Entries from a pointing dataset
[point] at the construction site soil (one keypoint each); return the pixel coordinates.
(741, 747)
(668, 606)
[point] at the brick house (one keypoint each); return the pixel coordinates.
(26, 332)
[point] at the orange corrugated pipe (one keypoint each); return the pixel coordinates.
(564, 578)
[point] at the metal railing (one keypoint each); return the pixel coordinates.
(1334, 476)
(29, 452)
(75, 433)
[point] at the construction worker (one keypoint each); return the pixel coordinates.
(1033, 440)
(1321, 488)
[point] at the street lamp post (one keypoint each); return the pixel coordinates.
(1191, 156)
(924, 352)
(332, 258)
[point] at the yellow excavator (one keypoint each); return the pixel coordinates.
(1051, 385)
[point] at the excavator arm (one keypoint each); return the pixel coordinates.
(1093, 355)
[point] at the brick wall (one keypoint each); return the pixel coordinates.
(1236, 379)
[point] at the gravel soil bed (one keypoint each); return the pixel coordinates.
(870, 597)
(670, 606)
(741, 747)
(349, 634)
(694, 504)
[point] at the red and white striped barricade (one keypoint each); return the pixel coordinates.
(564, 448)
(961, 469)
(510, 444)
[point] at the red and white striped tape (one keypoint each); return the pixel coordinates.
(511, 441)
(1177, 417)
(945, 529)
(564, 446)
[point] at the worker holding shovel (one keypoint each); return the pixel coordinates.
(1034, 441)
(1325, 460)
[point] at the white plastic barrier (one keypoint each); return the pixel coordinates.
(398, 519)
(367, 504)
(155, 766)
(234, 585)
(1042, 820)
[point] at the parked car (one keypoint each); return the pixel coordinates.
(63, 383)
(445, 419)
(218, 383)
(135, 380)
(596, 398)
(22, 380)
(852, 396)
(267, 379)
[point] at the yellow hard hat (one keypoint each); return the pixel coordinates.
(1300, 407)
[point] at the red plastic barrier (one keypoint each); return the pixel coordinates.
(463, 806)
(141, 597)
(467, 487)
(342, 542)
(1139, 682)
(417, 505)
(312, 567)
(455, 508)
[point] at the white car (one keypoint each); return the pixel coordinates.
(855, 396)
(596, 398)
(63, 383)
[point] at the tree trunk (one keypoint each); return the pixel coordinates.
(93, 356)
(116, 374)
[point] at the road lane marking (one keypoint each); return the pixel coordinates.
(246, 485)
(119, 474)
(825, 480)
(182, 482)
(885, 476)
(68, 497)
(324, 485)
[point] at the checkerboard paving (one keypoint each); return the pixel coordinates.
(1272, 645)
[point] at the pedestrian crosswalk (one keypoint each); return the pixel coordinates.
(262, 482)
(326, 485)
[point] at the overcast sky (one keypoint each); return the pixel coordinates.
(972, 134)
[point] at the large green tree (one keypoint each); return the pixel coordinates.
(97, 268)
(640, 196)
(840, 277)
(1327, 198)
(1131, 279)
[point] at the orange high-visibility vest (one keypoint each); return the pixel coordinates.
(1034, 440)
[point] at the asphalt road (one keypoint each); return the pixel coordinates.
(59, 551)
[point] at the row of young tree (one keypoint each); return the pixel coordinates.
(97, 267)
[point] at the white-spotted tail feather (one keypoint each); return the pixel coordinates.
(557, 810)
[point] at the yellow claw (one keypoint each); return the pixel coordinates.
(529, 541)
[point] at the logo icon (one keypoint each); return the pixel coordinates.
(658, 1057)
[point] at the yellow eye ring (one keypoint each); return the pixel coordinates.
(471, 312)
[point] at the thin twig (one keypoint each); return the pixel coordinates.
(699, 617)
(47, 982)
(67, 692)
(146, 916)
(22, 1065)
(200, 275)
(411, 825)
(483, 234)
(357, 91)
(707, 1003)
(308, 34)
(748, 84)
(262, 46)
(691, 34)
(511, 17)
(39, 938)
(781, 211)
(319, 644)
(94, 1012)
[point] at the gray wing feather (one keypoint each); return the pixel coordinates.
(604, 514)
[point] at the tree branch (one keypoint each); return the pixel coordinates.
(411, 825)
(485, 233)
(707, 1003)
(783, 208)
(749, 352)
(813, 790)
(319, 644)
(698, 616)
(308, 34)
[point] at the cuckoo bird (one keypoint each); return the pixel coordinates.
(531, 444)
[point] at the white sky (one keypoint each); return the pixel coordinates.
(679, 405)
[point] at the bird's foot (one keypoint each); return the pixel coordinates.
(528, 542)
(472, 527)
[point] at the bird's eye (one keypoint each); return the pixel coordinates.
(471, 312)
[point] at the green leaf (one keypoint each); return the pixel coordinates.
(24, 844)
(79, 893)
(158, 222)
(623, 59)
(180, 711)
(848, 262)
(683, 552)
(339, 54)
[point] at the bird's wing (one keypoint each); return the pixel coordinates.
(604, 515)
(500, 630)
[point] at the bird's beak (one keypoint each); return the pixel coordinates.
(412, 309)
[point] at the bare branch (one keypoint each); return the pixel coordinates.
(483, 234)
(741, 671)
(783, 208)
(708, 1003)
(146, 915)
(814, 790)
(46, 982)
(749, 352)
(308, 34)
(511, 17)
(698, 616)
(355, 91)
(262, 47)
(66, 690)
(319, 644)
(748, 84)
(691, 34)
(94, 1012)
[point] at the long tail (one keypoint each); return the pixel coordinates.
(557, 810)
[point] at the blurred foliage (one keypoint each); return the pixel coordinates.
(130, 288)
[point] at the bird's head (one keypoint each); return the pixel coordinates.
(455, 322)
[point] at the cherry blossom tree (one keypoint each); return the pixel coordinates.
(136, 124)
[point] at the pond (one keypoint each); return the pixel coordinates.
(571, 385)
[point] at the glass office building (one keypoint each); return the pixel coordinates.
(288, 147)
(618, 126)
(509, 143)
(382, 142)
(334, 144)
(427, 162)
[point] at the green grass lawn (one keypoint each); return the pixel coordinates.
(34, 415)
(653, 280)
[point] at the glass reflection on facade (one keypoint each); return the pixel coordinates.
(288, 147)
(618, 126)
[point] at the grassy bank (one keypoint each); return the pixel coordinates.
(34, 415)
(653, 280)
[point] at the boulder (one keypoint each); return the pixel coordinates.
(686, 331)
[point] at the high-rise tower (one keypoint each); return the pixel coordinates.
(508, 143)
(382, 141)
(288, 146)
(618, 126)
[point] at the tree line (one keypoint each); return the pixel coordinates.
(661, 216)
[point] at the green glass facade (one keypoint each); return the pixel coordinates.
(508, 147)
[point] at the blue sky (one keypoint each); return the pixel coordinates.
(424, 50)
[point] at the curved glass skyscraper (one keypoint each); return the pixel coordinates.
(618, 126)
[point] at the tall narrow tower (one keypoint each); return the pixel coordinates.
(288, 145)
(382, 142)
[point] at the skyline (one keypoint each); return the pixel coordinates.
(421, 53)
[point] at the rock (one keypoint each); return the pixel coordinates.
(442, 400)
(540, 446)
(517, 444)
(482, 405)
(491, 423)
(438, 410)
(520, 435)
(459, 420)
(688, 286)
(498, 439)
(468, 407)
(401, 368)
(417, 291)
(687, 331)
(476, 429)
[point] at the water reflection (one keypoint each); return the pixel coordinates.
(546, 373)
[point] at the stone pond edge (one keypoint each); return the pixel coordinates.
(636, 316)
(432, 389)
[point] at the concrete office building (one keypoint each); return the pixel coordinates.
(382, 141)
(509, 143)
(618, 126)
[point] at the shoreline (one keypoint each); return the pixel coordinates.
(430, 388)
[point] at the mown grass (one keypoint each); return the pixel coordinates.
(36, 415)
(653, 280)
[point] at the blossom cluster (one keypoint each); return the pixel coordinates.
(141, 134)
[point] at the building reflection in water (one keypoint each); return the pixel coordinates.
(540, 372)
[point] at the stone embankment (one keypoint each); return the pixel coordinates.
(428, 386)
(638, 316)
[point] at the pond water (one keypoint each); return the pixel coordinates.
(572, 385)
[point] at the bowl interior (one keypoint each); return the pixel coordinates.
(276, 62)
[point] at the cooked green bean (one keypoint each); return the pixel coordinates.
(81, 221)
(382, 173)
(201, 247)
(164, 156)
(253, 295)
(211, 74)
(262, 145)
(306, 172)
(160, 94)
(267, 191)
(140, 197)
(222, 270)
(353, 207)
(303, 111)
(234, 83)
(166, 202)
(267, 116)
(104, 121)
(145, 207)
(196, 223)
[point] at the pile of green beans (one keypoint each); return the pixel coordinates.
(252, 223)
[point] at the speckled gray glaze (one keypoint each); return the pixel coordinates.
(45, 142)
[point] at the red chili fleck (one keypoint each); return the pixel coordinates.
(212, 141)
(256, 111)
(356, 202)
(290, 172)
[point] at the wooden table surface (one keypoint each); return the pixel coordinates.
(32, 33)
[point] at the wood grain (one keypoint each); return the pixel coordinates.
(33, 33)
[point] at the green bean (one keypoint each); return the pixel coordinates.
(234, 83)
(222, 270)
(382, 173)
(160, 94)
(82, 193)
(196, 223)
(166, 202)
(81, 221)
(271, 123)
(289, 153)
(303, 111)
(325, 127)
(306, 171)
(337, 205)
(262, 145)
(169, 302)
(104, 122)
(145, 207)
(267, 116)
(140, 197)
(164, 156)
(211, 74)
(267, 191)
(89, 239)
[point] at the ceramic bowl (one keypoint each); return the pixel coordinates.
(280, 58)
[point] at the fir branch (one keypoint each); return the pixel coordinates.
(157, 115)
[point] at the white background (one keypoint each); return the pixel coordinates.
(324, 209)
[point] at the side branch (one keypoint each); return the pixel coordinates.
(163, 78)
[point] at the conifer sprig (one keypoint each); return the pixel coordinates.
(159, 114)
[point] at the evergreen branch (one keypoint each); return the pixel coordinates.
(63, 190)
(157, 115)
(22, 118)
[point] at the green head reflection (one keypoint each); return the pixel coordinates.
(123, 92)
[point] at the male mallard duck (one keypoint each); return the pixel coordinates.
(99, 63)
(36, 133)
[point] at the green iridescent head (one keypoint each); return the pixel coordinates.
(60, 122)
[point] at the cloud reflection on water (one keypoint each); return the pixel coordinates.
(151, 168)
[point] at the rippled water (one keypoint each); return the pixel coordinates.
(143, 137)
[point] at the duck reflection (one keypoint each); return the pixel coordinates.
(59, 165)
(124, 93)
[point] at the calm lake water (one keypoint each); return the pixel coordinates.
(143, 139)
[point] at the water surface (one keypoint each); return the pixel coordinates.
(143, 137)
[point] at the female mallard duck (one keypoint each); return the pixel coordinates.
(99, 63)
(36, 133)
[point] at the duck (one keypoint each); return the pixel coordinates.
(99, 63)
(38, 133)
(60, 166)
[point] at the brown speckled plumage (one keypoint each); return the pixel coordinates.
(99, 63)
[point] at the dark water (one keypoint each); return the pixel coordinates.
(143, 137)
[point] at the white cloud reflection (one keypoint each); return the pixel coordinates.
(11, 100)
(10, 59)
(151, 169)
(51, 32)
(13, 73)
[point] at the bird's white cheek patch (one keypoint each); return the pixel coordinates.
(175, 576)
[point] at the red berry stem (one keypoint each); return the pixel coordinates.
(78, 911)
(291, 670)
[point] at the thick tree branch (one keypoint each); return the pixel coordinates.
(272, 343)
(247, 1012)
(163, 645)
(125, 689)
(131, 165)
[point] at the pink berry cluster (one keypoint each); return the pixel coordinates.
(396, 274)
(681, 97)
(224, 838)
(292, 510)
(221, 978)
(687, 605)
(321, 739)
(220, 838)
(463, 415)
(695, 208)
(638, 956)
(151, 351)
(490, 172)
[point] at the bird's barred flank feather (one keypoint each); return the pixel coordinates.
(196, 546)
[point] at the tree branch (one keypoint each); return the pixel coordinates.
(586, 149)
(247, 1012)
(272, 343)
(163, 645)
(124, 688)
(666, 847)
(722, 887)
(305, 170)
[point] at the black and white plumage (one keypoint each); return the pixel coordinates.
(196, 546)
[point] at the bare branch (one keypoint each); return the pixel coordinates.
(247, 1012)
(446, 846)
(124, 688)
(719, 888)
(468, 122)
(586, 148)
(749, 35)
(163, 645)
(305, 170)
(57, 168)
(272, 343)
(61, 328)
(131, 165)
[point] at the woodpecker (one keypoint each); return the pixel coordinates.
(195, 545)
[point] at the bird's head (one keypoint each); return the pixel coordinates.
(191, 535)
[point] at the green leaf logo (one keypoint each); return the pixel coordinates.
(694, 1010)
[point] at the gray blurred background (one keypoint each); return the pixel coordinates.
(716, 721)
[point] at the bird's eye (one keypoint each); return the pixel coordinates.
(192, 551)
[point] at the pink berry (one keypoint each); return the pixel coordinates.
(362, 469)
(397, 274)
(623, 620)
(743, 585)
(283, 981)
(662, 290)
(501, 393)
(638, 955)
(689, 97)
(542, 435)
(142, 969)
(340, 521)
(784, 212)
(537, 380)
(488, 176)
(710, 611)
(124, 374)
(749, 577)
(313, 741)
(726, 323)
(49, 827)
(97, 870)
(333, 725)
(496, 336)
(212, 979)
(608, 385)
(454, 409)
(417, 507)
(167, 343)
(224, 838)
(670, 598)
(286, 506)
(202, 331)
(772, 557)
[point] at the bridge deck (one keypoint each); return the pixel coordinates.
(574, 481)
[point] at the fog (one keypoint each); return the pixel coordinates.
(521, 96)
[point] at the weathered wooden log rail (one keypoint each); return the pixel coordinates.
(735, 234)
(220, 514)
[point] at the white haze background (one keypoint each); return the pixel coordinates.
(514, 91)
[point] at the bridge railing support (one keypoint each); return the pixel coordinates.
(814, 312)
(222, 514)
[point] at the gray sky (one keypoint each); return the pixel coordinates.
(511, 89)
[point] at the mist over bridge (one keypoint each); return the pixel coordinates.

▶ Exercise
Copy the part of the records that opens with their first line and closes with the line containing "(1325, 460)", keeping every line unchanged.

▶ Task solution
[point] at the construction site soil (one keypoint each); return the pixel coordinates.
(741, 747)
(668, 606)
[point] at the brick house (one keypoint each); return the pixel coordinates.
(26, 332)
[point] at the orange corrugated pipe (one keypoint each); return the pixel coordinates.
(564, 578)
[point] at the metal railing (one keypoint each); return the pixel coordinates.
(1334, 476)
(29, 452)
(75, 433)
[point] at the construction worker (one keypoint each); return the pixel coordinates.
(1033, 440)
(1321, 488)
[point] at the street lamp post (one keypoint each); return the pixel coordinates.
(1191, 156)
(924, 352)
(332, 258)
[point] at the yellow excavator (one keypoint each); return the pixel coordinates.
(1051, 385)
[point] at the excavator arm (one keypoint each); return the pixel coordinates.
(1093, 355)
[point] at the brick wall (one keypoint each); return the pixel coordinates.
(1236, 379)
[point] at the gravel soil bed (one keypoint each); return the pixel coordinates.
(870, 597)
(670, 606)
(741, 747)
(349, 634)
(694, 504)
[point] at the red and white striped barricade (one keypoint each); return the pixel coordinates.
(564, 448)
(961, 469)
(510, 444)
[point] at the red and white striped tape (one keypoint each); return the pixel coordinates.
(511, 441)
(1177, 417)
(945, 529)
(564, 446)
[point] at the worker holding shovel (one keypoint each); return the pixel coordinates.
(1034, 441)
(1325, 460)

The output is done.